By Jonathan Friedland

Sept. 29, 2016 1:37 a.m.

Once I entered Pauley Pavilion for Bruin Bash, the plethora of empty seats disheartened me. What I expected to be a crowded, congested, ultra-packed venue betrayed me. Seats remained empty, despite the amped-up lineup planned for the evening. It seemed as if no one was sitting, or standing for that matter, in the number of seats spanning the upper section.

The Undergraduate Students Association Council’s Campus Events Commission has invited high-profile artists such as Chance the Rapper and Ty Dolla $ign to festivals. And while the concert was certainly a success, it could be greatly improved by filling Pauley Pavilion to capacity so more students can enjoy the venue.

That simply wasn’t accomplished this year, when the CEC debuted a lottery system that raffled off floor seats, along with seats in the less popular 100 and 200 sections of Pauley Pavilion this year to distribute tickets. Although the system gave every student a fair chance, it failed to prioritize students who wanted to attend the concert more than others – an issue selling tickets would fix.

It’s clear that the lottery system doesn’t work. Undergraduates who didn’t attend either happened to win tickets while being mostly apathetic about the concert, or couldn’t find anyone with the same color wristband as them, which determined one’s seating for the concert. And there are few people who want to be at a concert alone.

According to USAC Campus Events Commissioner Jordan Dang, there were over 1,000 students who had tickets and never came.

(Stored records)
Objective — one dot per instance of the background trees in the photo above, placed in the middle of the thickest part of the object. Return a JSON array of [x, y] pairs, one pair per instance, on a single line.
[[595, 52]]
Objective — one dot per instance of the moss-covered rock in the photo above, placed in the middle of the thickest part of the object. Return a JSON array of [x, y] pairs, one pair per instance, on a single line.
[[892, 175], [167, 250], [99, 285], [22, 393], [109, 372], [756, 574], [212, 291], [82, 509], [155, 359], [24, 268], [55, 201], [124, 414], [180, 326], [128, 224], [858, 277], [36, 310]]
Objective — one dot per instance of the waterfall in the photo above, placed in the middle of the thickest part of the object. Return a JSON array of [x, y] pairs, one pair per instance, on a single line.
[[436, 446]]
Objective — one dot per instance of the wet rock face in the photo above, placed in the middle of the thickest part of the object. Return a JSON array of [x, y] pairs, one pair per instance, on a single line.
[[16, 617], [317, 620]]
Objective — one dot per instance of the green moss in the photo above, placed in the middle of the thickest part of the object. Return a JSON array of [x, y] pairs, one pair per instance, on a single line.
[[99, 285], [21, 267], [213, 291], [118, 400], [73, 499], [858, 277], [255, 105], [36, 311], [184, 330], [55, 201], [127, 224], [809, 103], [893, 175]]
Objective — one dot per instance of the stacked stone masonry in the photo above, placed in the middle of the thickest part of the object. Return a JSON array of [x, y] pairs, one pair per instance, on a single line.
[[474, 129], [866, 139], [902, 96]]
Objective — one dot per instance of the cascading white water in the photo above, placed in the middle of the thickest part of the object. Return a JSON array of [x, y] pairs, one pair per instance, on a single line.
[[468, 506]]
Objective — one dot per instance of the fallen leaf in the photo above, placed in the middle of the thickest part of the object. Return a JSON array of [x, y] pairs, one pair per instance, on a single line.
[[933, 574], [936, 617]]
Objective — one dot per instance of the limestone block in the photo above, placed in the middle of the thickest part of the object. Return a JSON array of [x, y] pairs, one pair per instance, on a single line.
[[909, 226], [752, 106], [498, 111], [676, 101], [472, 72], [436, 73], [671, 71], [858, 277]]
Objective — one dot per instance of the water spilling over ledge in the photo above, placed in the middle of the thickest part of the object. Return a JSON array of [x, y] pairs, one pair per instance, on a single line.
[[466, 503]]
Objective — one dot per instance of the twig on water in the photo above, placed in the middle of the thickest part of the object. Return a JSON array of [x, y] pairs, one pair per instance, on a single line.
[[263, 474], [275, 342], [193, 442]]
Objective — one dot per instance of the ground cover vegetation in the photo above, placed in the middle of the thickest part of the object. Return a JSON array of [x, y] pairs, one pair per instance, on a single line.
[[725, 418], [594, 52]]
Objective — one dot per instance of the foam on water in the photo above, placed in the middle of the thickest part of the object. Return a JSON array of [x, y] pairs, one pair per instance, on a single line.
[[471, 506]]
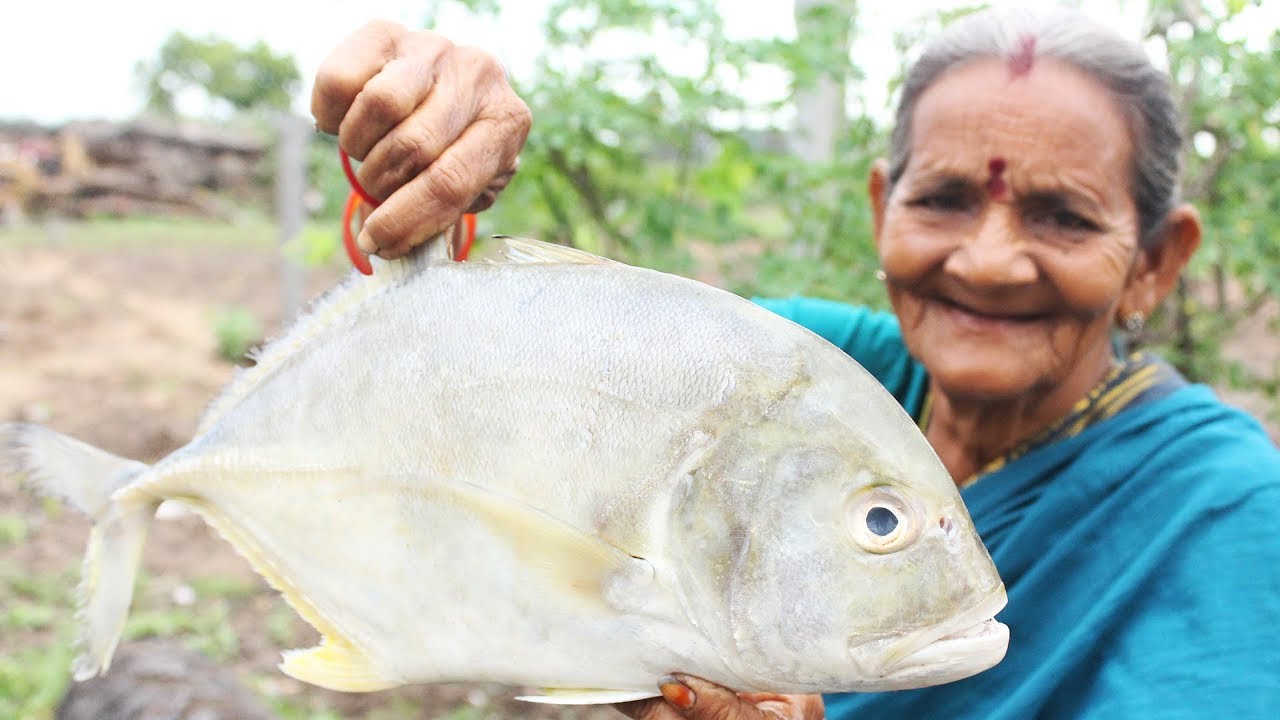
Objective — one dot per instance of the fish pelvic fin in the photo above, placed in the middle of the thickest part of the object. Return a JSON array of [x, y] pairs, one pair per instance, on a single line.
[[90, 481], [579, 696], [336, 665]]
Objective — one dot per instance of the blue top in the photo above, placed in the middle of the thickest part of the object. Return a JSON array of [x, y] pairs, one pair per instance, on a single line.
[[1142, 557]]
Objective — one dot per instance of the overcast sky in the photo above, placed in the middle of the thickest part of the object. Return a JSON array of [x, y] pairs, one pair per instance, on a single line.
[[65, 59]]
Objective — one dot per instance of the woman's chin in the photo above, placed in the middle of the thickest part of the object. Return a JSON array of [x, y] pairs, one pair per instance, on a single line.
[[988, 379]]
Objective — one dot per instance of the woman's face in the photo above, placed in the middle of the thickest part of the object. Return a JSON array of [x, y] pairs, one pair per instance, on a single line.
[[1011, 235]]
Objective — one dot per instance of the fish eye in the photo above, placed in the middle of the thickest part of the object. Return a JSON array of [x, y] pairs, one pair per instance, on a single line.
[[882, 519]]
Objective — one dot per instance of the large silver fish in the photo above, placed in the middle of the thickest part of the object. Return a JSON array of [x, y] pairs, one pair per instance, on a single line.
[[566, 473]]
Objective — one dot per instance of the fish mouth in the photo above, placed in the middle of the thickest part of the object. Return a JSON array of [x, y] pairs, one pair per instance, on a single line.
[[961, 646]]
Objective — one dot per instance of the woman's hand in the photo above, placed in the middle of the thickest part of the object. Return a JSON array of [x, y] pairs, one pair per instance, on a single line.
[[691, 698], [437, 127]]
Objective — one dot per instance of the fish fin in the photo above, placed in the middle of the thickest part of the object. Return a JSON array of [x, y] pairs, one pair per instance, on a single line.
[[264, 565], [561, 552], [90, 481], [533, 251], [337, 666], [324, 313], [78, 474], [575, 696]]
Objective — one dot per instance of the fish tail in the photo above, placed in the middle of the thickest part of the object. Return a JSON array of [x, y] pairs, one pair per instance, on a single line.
[[88, 479]]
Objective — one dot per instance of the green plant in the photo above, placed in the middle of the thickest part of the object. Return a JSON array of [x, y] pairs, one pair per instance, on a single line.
[[236, 329]]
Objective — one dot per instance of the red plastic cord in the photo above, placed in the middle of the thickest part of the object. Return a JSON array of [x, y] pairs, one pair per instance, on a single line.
[[360, 195], [355, 183], [359, 259], [469, 236]]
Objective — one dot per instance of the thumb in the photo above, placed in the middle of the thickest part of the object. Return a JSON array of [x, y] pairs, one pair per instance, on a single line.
[[699, 700]]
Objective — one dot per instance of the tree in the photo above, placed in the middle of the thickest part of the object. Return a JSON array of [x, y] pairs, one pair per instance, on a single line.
[[1229, 94], [229, 77]]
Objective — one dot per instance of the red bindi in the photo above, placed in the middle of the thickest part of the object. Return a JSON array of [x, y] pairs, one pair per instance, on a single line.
[[1022, 62], [996, 186]]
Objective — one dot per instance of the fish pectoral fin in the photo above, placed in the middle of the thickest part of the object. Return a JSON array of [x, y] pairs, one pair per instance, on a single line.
[[566, 556], [336, 666], [593, 696]]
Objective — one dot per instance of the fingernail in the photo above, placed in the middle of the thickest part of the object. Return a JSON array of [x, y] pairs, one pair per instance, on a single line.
[[677, 693]]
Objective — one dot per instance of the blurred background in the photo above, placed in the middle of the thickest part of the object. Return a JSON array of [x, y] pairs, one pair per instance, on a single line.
[[165, 205]]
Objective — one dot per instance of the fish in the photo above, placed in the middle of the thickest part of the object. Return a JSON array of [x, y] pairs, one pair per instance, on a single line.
[[565, 474]]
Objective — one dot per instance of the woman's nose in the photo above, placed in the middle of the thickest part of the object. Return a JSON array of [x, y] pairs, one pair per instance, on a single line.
[[995, 254]]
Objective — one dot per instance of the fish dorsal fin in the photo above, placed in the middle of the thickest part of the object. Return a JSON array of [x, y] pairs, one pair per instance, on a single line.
[[535, 251], [324, 311], [575, 696]]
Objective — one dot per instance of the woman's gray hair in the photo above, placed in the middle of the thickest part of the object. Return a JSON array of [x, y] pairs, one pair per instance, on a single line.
[[1069, 36]]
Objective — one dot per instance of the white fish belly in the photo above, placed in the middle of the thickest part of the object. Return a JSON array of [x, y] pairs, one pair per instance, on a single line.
[[579, 402]]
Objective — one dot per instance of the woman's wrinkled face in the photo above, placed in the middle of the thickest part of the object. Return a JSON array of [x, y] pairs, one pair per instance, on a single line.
[[1011, 235]]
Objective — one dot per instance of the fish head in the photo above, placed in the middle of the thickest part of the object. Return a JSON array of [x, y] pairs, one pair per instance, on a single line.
[[826, 548]]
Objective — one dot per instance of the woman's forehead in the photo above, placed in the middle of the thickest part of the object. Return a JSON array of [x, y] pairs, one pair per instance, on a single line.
[[1048, 115]]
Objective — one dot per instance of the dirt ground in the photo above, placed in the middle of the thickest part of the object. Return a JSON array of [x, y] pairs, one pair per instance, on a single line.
[[117, 347]]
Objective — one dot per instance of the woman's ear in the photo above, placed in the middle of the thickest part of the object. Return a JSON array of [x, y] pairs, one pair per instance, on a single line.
[[1157, 269], [877, 188]]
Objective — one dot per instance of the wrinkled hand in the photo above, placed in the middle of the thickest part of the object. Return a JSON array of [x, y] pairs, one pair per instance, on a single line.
[[685, 697], [437, 127]]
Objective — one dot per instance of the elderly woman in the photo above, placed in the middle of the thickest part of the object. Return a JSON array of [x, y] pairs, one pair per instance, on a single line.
[[1028, 210]]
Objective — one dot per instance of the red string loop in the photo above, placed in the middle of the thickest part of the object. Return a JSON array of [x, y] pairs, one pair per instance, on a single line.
[[360, 195]]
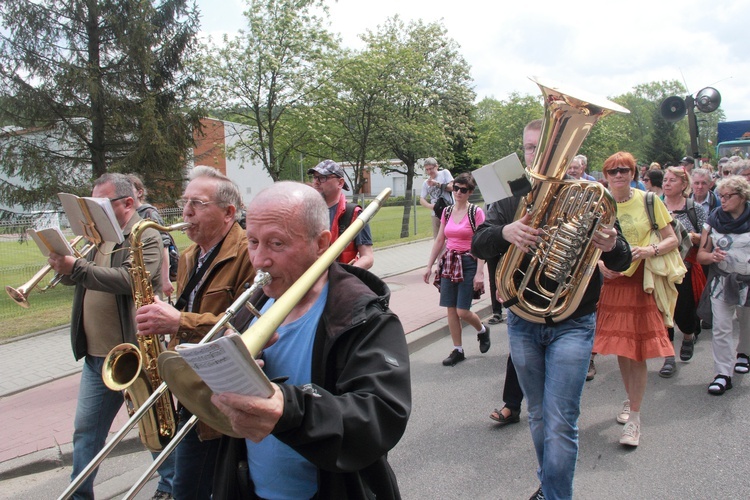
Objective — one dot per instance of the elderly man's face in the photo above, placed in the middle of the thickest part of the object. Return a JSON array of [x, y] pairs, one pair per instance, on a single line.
[[209, 221], [575, 169], [279, 243], [701, 184]]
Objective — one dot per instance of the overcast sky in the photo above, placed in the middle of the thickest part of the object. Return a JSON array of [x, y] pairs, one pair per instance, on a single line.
[[603, 47]]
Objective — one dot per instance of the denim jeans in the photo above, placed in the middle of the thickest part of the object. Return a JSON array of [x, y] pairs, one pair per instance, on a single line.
[[551, 362], [194, 464], [96, 410]]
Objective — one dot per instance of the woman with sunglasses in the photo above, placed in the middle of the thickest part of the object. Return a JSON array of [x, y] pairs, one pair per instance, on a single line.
[[725, 246], [460, 274], [628, 321], [677, 187]]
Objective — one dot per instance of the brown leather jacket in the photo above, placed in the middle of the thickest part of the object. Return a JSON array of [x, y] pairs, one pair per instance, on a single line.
[[223, 282]]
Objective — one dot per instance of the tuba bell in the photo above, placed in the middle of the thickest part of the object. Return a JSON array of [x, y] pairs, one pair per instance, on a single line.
[[569, 212]]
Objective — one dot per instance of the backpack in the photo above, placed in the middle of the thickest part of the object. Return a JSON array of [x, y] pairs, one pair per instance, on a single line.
[[174, 254], [472, 215], [683, 235]]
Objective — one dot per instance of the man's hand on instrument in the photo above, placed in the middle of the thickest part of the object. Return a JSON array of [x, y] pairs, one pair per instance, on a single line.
[[520, 234], [159, 318], [251, 417], [62, 264], [605, 239]]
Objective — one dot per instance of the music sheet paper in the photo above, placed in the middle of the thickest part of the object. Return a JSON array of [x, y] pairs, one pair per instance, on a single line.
[[225, 365], [501, 179]]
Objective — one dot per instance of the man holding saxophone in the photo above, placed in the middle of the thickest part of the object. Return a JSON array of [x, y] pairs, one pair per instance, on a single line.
[[211, 274], [345, 397], [103, 292]]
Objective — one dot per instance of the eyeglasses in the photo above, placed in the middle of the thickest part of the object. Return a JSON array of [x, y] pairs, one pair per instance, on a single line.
[[320, 179], [194, 204], [727, 196], [618, 170]]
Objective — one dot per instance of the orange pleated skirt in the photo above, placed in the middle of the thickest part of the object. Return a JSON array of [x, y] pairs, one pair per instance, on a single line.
[[628, 322]]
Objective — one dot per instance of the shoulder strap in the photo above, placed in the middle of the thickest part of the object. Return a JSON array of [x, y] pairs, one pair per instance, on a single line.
[[650, 210], [692, 215], [473, 217], [346, 218]]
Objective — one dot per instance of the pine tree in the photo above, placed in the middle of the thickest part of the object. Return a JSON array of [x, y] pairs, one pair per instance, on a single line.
[[91, 86]]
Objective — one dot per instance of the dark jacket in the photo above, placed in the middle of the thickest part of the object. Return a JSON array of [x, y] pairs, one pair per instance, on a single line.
[[114, 279], [357, 406], [488, 242]]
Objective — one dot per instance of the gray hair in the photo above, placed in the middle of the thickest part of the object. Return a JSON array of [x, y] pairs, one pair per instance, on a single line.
[[736, 184], [227, 192], [122, 184], [310, 208]]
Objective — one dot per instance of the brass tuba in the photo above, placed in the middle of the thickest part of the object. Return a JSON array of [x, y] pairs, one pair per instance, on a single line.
[[133, 369], [569, 212]]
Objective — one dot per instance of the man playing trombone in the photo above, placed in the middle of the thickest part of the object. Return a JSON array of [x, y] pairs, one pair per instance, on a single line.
[[211, 274], [346, 397], [103, 292]]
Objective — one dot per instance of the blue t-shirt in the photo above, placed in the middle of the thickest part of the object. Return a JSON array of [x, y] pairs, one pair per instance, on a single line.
[[278, 471]]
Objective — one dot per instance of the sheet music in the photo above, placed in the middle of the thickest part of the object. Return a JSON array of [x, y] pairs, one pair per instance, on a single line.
[[225, 365], [501, 179]]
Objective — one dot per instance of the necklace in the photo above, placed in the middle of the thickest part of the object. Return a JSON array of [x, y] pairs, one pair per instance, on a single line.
[[630, 195]]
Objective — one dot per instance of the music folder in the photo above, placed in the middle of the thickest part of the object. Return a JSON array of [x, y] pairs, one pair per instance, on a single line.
[[92, 218], [502, 178]]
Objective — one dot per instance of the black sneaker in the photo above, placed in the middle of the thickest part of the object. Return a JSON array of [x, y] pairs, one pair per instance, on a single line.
[[455, 356], [538, 495], [484, 340]]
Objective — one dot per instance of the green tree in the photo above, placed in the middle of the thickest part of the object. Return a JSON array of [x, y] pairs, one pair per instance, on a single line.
[[92, 86], [499, 125], [428, 98], [267, 78]]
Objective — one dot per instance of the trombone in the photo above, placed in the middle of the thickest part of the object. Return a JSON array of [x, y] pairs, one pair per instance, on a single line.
[[20, 295], [261, 279]]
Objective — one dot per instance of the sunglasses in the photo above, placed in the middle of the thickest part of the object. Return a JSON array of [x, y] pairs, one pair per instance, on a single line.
[[618, 170]]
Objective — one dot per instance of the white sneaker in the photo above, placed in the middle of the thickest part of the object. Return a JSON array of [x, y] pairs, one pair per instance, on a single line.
[[624, 415], [631, 434]]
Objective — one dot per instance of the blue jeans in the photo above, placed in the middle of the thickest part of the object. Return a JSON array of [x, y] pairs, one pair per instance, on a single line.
[[194, 464], [551, 362], [96, 410]]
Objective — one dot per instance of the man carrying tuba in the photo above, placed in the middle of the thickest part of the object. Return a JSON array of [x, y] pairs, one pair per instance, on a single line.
[[103, 292], [551, 359]]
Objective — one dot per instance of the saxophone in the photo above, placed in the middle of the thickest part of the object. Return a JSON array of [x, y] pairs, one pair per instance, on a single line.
[[132, 369], [549, 283]]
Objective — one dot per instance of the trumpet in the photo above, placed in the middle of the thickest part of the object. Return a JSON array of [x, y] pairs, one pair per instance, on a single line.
[[261, 279], [20, 295]]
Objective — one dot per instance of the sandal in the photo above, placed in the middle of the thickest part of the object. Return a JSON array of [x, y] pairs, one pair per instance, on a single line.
[[669, 368], [514, 417], [720, 385], [743, 363]]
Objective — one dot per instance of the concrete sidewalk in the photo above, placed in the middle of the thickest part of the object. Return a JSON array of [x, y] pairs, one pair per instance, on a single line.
[[39, 378]]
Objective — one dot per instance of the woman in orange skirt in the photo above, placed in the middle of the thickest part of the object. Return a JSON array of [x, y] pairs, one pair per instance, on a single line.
[[628, 320]]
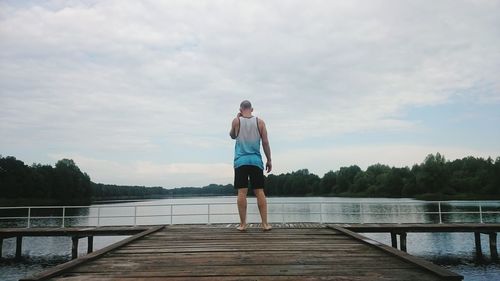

• [Goals]:
A. According to the Bruin Bash piece, why did the lottery system fail to fill Pauley Pavilion? Answer in one to three sentences.
B. Pick up the Bruin Bash piece after its final sentence and carry it forward.

• [Answers to the exercise]:
A. Many undergraduates who won tickets were mostly apathetic about the concert and stayed away. Others couldn't find anyone with the same color wristband, which set where they would sit, and few people want to be at a concert alone.

B.
But there’s a glut of students willing to attend, and a better situation can be developed. The problem of seating and attendance could be solved by repealing the Bruin Bash fee and selling tickets for $12 each, providing CEC with the same amount of revenue as the fee while granting the students who actually want to come to the concert the opportunity to do so.

Tickets could be sold online the same way reservations to the UCLA basketball game against Kentucky were taken. However, the only way to repeal the student fee would be through a simple majority vote via a USAC referendum.

Although CEC advertises Bruin Bash as a free concert for UCLA’s undergraduate population, the event actually costs each undergraduate student more than $4 per year, regardless of if he or she won a ticket or even wants to attend.

Ticket sales would give priority to students more interested in attending the concert and seeing the artists, in addition to permitting friends to choose seats in the same section.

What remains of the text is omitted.